◆ **SHORT PROBLEM 1**: Give the number of lines in the entries below that contain the string "pool", matching case exactly. Reply with the number only.

◆ **QUOTED PASSAGE**:
■ ■ ■

# Finding the remaining zeros of each polynomial function

• Jun 4th 2010, 09:49 AM
RBlax
Finding the remaining zeros of each polynomial function
Use the given zero to find the remaining zero's of each polynomial function.

P(x)= x^3+3x^2+x+3; -i

I'm pretty lost with this stuff. I've been watching Patrick's videos trying to remember my high school days but wow it's been a while hehe.

It looks like Conjugate Pair Theorem would be the way to solve. If I figure it out I'll post my solution.

If you guys could give me some direction to help me get back into the game that would be AWESOME!!

Thanks a TON
• Jun 4th 2010, 10:06 AM
earboth
Quote:

Originally Posted by RBlax
Use the given zero to find the remaining zero's of each polynomial function.

P(x)= x^3+3x^2+x+3; -i

I'm pretty lost with this stuff. I've been watching Patrick's videos trying to remember my high school days but wow it's been a while hehe.

If you guys could give me some direction to help me get back into the game that would be AWESOME!!

■ ■ ■

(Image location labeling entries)
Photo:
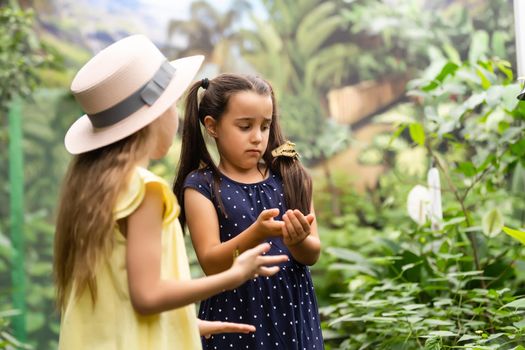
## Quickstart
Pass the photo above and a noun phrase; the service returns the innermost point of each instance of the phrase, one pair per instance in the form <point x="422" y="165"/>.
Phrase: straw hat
<point x="122" y="89"/>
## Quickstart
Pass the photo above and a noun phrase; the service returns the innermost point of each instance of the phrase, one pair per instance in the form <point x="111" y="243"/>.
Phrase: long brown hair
<point x="85" y="221"/>
<point x="194" y="154"/>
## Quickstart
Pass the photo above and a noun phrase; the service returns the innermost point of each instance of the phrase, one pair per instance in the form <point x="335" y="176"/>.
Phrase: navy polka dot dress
<point x="283" y="308"/>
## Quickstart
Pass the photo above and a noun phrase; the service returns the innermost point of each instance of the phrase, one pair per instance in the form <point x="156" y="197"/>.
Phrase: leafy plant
<point x="414" y="287"/>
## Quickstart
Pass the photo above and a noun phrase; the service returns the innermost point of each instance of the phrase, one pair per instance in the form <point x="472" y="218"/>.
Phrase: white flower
<point x="425" y="202"/>
<point x="418" y="200"/>
<point x="435" y="211"/>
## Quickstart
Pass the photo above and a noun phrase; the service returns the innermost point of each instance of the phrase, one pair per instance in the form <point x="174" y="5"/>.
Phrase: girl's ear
<point x="211" y="126"/>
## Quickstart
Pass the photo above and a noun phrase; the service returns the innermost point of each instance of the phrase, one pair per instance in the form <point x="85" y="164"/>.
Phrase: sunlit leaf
<point x="492" y="223"/>
<point x="519" y="235"/>
<point x="417" y="133"/>
<point x="518" y="304"/>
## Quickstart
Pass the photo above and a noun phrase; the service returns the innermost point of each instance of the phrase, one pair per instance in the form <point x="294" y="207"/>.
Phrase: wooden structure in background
<point x="355" y="105"/>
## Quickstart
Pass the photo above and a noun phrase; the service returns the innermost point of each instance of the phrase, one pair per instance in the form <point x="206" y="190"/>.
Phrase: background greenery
<point x="383" y="281"/>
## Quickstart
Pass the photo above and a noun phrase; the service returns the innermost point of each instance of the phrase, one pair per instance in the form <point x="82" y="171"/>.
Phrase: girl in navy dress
<point x="258" y="192"/>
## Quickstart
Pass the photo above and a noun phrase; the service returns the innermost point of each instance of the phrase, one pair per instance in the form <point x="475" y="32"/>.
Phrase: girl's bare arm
<point x="203" y="224"/>
<point x="149" y="293"/>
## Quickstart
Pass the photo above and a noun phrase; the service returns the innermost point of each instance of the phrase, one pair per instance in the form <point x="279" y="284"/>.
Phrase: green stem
<point x="16" y="185"/>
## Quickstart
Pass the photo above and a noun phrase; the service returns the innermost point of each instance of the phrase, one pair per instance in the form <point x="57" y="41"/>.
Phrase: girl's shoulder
<point x="202" y="176"/>
<point x="129" y="200"/>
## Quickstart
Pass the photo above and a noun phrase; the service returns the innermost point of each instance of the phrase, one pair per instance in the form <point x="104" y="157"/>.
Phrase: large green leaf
<point x="519" y="235"/>
<point x="492" y="222"/>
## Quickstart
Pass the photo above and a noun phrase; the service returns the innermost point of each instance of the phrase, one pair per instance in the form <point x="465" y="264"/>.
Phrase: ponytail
<point x="297" y="183"/>
<point x="194" y="153"/>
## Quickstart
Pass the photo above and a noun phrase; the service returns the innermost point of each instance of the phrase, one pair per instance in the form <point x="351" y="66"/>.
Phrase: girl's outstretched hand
<point x="208" y="328"/>
<point x="252" y="263"/>
<point x="296" y="227"/>
<point x="266" y="226"/>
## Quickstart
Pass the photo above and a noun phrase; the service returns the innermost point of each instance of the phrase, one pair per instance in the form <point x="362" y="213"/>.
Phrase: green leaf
<point x="467" y="168"/>
<point x="479" y="46"/>
<point x="492" y="223"/>
<point x="417" y="133"/>
<point x="443" y="334"/>
<point x="448" y="69"/>
<point x="396" y="134"/>
<point x="433" y="343"/>
<point x="519" y="235"/>
<point x="518" y="304"/>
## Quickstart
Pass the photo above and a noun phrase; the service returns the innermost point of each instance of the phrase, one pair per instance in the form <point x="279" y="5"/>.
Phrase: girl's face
<point x="242" y="131"/>
<point x="166" y="129"/>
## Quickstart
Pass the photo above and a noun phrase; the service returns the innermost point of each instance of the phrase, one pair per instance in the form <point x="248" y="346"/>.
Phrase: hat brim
<point x="82" y="137"/>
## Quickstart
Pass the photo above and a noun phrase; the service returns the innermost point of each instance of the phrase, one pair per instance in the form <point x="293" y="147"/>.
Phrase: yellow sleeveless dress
<point x="112" y="323"/>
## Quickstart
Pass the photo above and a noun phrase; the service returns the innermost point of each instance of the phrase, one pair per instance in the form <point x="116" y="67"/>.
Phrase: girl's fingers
<point x="258" y="250"/>
<point x="268" y="271"/>
<point x="272" y="259"/>
<point x="302" y="220"/>
<point x="208" y="328"/>
<point x="286" y="235"/>
<point x="287" y="218"/>
<point x="295" y="223"/>
<point x="310" y="218"/>
<point x="230" y="327"/>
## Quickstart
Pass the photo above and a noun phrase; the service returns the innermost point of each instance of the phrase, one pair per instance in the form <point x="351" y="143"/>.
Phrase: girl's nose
<point x="257" y="136"/>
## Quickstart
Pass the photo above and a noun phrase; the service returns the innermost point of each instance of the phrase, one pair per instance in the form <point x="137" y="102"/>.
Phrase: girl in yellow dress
<point x="120" y="263"/>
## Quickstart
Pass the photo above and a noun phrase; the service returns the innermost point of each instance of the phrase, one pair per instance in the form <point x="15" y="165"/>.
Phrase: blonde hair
<point x="85" y="221"/>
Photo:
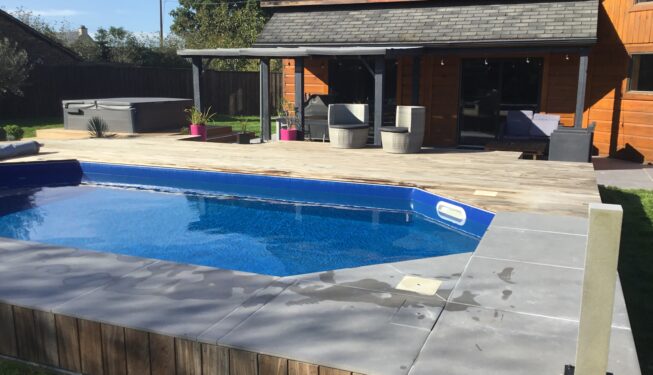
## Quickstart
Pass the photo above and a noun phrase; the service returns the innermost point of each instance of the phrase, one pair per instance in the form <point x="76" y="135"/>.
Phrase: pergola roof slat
<point x="259" y="52"/>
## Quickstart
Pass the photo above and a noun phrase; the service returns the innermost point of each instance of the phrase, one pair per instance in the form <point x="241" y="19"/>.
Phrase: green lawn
<point x="636" y="265"/>
<point x="18" y="368"/>
<point x="30" y="125"/>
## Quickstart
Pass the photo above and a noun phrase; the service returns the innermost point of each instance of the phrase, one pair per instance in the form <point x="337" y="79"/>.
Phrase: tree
<point x="220" y="24"/>
<point x="121" y="46"/>
<point x="14" y="67"/>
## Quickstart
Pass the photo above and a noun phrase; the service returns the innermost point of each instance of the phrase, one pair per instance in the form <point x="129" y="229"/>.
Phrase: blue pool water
<point x="254" y="235"/>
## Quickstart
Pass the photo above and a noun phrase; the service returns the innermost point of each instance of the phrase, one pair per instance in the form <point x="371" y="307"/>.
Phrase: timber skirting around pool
<point x="90" y="347"/>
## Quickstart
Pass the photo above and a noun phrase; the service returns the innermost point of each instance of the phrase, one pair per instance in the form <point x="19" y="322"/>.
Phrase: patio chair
<point x="348" y="125"/>
<point x="407" y="135"/>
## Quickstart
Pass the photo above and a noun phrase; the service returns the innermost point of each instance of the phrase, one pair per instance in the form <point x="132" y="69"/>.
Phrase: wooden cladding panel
<point x="215" y="360"/>
<point x="113" y="349"/>
<point x="26" y="338"/>
<point x="302" y="368"/>
<point x="47" y="338"/>
<point x="268" y="365"/>
<point x="94" y="348"/>
<point x="137" y="348"/>
<point x="316" y="77"/>
<point x="242" y="362"/>
<point x="68" y="343"/>
<point x="162" y="354"/>
<point x="8" y="344"/>
<point x="188" y="357"/>
<point x="90" y="344"/>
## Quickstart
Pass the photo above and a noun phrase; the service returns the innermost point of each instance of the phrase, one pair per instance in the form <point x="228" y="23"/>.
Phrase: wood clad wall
<point x="439" y="93"/>
<point x="94" y="348"/>
<point x="624" y="119"/>
<point x="316" y="78"/>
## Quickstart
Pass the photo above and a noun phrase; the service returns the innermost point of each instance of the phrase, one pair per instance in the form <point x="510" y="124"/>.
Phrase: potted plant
<point x="243" y="137"/>
<point x="14" y="132"/>
<point x="198" y="120"/>
<point x="289" y="133"/>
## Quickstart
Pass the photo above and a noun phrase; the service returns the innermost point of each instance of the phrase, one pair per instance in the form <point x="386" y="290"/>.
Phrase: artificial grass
<point x="636" y="265"/>
<point x="31" y="125"/>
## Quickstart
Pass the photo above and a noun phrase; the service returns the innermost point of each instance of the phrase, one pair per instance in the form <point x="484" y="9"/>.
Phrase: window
<point x="641" y="76"/>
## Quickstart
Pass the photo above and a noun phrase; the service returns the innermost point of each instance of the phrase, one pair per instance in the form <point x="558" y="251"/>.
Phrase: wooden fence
<point x="94" y="348"/>
<point x="232" y="93"/>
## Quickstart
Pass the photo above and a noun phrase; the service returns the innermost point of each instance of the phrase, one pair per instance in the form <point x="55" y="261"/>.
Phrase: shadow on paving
<point x="636" y="265"/>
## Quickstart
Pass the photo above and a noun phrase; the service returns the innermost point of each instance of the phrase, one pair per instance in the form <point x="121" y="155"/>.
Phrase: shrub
<point x="197" y="117"/>
<point x="14" y="131"/>
<point x="97" y="127"/>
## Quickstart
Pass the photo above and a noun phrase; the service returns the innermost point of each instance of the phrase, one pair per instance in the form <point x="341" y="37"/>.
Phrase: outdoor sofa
<point x="348" y="125"/>
<point x="408" y="133"/>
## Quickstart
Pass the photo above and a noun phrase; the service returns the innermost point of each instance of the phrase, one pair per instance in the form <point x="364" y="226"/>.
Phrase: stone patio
<point x="511" y="307"/>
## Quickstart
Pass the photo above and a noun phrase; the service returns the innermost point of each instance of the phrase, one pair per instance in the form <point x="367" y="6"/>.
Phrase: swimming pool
<point x="262" y="224"/>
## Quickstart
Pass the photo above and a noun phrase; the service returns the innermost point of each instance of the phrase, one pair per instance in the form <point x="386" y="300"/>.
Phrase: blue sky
<point x="140" y="16"/>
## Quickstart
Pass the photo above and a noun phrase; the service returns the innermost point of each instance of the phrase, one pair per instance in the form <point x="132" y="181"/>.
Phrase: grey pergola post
<point x="264" y="109"/>
<point x="379" y="77"/>
<point x="417" y="69"/>
<point x="197" y="82"/>
<point x="580" y="93"/>
<point x="299" y="90"/>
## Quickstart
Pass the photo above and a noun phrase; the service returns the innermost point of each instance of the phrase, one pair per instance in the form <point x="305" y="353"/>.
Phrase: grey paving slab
<point x="43" y="277"/>
<point x="541" y="222"/>
<point x="230" y="322"/>
<point x="169" y="298"/>
<point x="348" y="328"/>
<point x="559" y="249"/>
<point x="528" y="288"/>
<point x="473" y="340"/>
<point x="385" y="277"/>
<point x="10" y="248"/>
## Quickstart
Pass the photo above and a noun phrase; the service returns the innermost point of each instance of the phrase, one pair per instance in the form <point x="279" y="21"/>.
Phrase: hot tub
<point x="127" y="115"/>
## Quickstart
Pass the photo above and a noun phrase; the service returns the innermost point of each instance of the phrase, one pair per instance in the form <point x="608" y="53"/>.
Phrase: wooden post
<point x="582" y="85"/>
<point x="379" y="78"/>
<point x="264" y="111"/>
<point x="299" y="89"/>
<point x="598" y="289"/>
<point x="417" y="69"/>
<point x="197" y="82"/>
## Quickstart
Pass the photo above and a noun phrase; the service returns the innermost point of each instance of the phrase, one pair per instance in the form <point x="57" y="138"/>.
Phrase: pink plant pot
<point x="288" y="134"/>
<point x="198" y="129"/>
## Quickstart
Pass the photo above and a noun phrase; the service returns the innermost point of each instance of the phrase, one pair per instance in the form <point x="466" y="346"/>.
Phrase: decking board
<point x="521" y="185"/>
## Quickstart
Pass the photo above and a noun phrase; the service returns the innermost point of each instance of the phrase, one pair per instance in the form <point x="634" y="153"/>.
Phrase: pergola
<point x="380" y="54"/>
<point x="264" y="55"/>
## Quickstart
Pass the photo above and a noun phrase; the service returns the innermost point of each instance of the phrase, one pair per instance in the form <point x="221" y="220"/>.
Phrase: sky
<point x="138" y="16"/>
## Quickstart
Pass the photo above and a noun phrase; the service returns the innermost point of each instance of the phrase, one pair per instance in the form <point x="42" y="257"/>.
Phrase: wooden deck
<point x="496" y="181"/>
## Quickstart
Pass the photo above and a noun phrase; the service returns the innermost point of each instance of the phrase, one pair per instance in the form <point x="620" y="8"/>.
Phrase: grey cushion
<point x="394" y="129"/>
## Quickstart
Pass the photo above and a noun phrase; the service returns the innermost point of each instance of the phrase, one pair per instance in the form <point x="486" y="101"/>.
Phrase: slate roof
<point x="437" y="23"/>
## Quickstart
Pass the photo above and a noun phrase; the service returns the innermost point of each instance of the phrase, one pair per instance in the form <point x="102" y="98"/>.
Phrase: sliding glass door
<point x="492" y="87"/>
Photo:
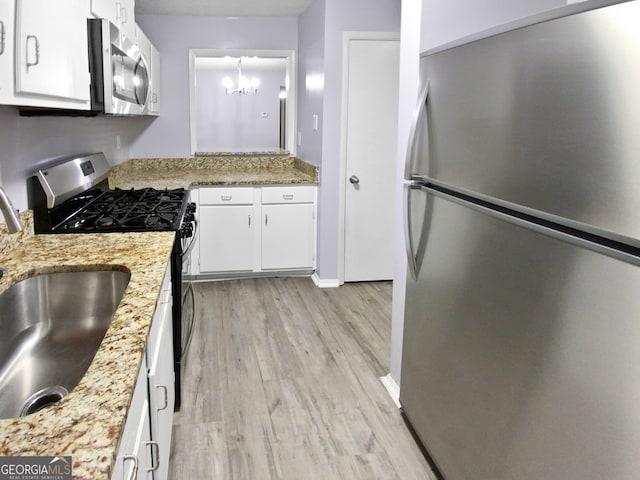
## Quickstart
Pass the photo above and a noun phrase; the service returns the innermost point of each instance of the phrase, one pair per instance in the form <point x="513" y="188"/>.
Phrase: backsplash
<point x="28" y="142"/>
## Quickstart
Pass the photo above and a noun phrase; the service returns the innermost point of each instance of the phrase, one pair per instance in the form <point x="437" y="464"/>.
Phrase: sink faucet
<point x="14" y="224"/>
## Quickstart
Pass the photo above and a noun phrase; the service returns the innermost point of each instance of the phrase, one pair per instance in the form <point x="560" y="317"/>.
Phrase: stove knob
<point x="186" y="230"/>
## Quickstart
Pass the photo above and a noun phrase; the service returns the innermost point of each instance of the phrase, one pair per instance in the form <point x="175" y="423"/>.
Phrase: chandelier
<point x="245" y="86"/>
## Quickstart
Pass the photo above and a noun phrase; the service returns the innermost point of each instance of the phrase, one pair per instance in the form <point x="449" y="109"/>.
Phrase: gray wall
<point x="444" y="21"/>
<point x="173" y="36"/>
<point x="339" y="17"/>
<point x="28" y="142"/>
<point x="311" y="32"/>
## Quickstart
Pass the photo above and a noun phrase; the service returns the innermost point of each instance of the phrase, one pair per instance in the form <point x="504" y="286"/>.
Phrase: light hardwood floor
<point x="282" y="382"/>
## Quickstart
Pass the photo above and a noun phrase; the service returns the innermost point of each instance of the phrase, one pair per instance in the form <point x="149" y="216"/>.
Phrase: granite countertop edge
<point x="211" y="171"/>
<point x="87" y="424"/>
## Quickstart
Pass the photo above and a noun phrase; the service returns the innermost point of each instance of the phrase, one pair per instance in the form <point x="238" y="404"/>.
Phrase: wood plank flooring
<point x="282" y="382"/>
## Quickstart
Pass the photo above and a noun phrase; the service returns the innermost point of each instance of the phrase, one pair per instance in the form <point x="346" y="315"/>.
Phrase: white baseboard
<point x="392" y="387"/>
<point x="325" y="283"/>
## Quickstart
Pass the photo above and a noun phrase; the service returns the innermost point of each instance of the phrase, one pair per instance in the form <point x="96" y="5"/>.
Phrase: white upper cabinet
<point x="154" y="98"/>
<point x="118" y="12"/>
<point x="7" y="13"/>
<point x="51" y="54"/>
<point x="152" y="60"/>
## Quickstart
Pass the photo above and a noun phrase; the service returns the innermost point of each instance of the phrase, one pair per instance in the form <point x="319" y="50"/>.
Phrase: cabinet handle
<point x="36" y="42"/>
<point x="157" y="457"/>
<point x="166" y="396"/>
<point x="2" y="34"/>
<point x="134" y="472"/>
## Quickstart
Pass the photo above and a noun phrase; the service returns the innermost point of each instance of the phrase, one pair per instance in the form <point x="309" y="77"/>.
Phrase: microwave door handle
<point x="418" y="118"/>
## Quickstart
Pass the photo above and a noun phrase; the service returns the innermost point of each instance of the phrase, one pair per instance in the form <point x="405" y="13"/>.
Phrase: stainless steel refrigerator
<point x="521" y="353"/>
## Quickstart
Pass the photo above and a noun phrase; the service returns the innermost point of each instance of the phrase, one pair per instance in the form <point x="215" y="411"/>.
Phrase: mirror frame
<point x="291" y="94"/>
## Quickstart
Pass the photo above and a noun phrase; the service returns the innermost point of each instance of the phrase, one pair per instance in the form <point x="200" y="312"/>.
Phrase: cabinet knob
<point x="33" y="39"/>
<point x="134" y="470"/>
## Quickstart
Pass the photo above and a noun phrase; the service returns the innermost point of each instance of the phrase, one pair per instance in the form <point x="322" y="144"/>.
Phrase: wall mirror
<point x="242" y="100"/>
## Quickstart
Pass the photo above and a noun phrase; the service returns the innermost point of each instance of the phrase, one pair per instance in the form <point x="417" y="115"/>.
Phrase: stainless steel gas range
<point x="72" y="196"/>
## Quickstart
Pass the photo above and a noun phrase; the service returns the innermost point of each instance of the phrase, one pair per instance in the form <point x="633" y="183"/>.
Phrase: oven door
<point x="188" y="236"/>
<point x="119" y="71"/>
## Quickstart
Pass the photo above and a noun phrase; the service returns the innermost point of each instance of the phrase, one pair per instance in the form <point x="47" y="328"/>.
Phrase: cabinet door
<point x="50" y="60"/>
<point x="133" y="453"/>
<point x="226" y="238"/>
<point x="161" y="386"/>
<point x="154" y="100"/>
<point x="288" y="236"/>
<point x="118" y="12"/>
<point x="7" y="10"/>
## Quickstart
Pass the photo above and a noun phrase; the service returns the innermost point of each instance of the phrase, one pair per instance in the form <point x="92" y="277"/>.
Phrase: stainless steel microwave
<point x="120" y="82"/>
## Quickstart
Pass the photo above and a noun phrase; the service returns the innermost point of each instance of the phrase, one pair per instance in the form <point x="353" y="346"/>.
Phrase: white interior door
<point x="372" y="89"/>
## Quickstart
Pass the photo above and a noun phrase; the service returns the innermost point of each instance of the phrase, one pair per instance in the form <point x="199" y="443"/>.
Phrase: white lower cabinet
<point x="226" y="238"/>
<point x="288" y="236"/>
<point x="256" y="229"/>
<point x="161" y="381"/>
<point x="146" y="441"/>
<point x="134" y="455"/>
<point x="7" y="14"/>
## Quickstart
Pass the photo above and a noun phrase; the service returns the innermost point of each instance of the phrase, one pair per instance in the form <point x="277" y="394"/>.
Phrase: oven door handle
<point x="192" y="243"/>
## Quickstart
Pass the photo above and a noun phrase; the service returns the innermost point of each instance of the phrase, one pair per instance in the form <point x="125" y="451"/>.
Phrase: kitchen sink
<point x="51" y="327"/>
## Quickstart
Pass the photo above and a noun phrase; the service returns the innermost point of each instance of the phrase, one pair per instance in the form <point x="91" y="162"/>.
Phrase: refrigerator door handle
<point x="415" y="250"/>
<point x="419" y="115"/>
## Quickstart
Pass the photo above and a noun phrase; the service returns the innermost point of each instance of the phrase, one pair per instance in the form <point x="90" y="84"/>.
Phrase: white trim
<point x="325" y="283"/>
<point x="290" y="55"/>
<point x="347" y="37"/>
<point x="392" y="387"/>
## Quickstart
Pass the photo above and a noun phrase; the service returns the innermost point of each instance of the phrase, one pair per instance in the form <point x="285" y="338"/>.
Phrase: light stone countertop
<point x="87" y="424"/>
<point x="187" y="173"/>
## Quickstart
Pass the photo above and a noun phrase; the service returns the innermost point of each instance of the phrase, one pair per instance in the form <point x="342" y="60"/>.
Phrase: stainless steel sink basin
<point x="51" y="326"/>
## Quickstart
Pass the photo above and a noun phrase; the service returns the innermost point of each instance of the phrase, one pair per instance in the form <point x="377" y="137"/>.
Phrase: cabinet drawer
<point x="226" y="196"/>
<point x="291" y="194"/>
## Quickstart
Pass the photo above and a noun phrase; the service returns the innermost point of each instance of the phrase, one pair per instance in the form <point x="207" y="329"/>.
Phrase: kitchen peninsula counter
<point x="87" y="423"/>
<point x="187" y="173"/>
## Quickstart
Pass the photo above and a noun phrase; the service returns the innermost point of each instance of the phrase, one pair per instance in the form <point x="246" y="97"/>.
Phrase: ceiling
<point x="225" y="8"/>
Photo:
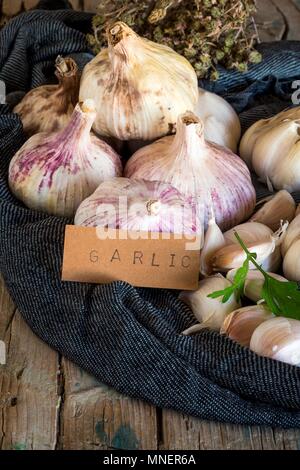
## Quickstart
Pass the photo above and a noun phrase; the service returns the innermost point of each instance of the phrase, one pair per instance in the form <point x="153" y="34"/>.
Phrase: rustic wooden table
<point x="46" y="402"/>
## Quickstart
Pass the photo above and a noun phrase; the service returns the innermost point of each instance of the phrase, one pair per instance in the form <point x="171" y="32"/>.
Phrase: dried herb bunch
<point x="206" y="32"/>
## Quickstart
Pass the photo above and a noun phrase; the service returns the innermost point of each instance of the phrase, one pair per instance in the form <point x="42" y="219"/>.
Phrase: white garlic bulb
<point x="240" y="324"/>
<point x="272" y="148"/>
<point x="213" y="177"/>
<point x="259" y="239"/>
<point x="290" y="251"/>
<point x="254" y="283"/>
<point x="278" y="338"/>
<point x="221" y="123"/>
<point x="279" y="207"/>
<point x="55" y="172"/>
<point x="213" y="241"/>
<point x="209" y="312"/>
<point x="148" y="206"/>
<point x="139" y="87"/>
<point x="48" y="108"/>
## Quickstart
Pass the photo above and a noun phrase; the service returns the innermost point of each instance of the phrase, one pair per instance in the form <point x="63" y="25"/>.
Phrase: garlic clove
<point x="292" y="234"/>
<point x="240" y="324"/>
<point x="140" y="87"/>
<point x="291" y="262"/>
<point x="272" y="148"/>
<point x="209" y="312"/>
<point x="213" y="241"/>
<point x="278" y="338"/>
<point x="48" y="108"/>
<point x="221" y="123"/>
<point x="148" y="206"/>
<point x="233" y="256"/>
<point x="280" y="207"/>
<point x="55" y="172"/>
<point x="254" y="283"/>
<point x="211" y="176"/>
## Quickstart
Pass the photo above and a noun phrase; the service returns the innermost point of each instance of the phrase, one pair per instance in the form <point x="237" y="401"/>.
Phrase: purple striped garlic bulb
<point x="55" y="172"/>
<point x="211" y="176"/>
<point x="134" y="205"/>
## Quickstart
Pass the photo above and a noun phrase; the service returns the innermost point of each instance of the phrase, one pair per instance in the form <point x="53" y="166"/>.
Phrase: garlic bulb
<point x="254" y="283"/>
<point x="278" y="338"/>
<point x="55" y="172"/>
<point x="48" y="108"/>
<point x="209" y="312"/>
<point x="240" y="324"/>
<point x="276" y="209"/>
<point x="211" y="176"/>
<point x="213" y="241"/>
<point x="221" y="123"/>
<point x="290" y="251"/>
<point x="134" y="205"/>
<point x="272" y="148"/>
<point x="140" y="87"/>
<point x="258" y="238"/>
<point x="291" y="262"/>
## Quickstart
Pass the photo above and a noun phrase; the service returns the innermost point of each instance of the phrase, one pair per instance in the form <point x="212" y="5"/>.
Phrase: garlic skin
<point x="272" y="148"/>
<point x="139" y="87"/>
<point x="214" y="178"/>
<point x="148" y="206"/>
<point x="213" y="241"/>
<point x="278" y="338"/>
<point x="48" y="108"/>
<point x="280" y="207"/>
<point x="291" y="262"/>
<point x="240" y="324"/>
<point x="221" y="123"/>
<point x="259" y="239"/>
<point x="209" y="312"/>
<point x="254" y="283"/>
<point x="55" y="172"/>
<point x="290" y="251"/>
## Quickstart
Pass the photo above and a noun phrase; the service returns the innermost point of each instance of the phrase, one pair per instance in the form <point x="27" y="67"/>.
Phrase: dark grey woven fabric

■ ■ ■

◆ **SHORT PROBLEM 2**: In the forum thread, which theorem does RBlax think would be the way to solve the problem?

◆ **OUTPUT 1**: 3

◆ **OUTPUT 2**: The Conjugate Pair Theorem.